* [Written instruction] All the data should come back exactly as it was given.

*** Source data

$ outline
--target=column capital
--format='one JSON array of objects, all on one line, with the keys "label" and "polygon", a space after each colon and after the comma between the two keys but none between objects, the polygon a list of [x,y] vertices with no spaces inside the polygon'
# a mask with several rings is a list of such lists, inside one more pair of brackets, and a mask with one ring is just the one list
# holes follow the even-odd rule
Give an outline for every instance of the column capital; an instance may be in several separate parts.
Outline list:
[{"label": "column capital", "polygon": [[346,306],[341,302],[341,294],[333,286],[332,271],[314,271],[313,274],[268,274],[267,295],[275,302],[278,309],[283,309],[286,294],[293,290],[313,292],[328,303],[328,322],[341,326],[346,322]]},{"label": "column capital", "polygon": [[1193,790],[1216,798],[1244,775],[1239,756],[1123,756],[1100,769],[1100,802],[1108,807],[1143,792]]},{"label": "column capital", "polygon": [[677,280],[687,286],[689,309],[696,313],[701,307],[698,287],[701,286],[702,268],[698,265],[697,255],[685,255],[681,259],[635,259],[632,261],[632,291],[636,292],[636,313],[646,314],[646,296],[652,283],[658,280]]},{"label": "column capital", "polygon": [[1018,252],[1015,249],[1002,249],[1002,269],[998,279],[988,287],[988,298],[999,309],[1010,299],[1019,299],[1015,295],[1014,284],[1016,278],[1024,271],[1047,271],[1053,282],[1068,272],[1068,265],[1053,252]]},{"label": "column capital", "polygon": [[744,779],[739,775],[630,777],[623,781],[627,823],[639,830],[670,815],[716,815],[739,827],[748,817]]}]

******

* [Correct response]
$ outline
--target=column capital
--format='one JSON array of objects, all on one line, with the keys "label" and "polygon", a space after each colon and after the comma between the two keys but none between objects, the polygon a list of [x,y] vertices with no spaces inside the polygon'
# a mask with several rings is a list of such lists, inside one more pair of brackets, and a mask with one ring is just the one list
# holes follow the even-odd rule
Give an outline for every instance of the column capital; an instance may be in several separate parts.
Outline list:
[{"label": "column capital", "polygon": [[346,306],[341,302],[341,294],[333,286],[332,271],[314,271],[313,274],[268,274],[267,295],[275,302],[278,309],[283,309],[286,294],[293,290],[313,292],[328,303],[328,322],[341,326],[346,322]]},{"label": "column capital", "polygon": [[1193,790],[1216,798],[1244,775],[1239,756],[1123,756],[1100,769],[1100,802],[1108,807],[1143,792]]},{"label": "column capital", "polygon": [[677,280],[687,286],[689,309],[696,313],[701,307],[698,287],[701,286],[702,268],[698,265],[697,255],[685,255],[681,259],[635,259],[632,261],[632,291],[636,292],[636,313],[646,314],[646,296],[652,283],[658,280]]},{"label": "column capital", "polygon": [[1018,252],[1015,249],[1002,249],[1002,269],[998,279],[988,287],[988,298],[999,309],[1010,299],[1019,299],[1015,295],[1014,284],[1016,278],[1024,271],[1047,271],[1053,282],[1068,272],[1068,265],[1053,252]]},{"label": "column capital", "polygon": [[744,779],[739,775],[630,777],[623,781],[627,823],[639,830],[670,815],[716,815],[739,827],[748,817]]}]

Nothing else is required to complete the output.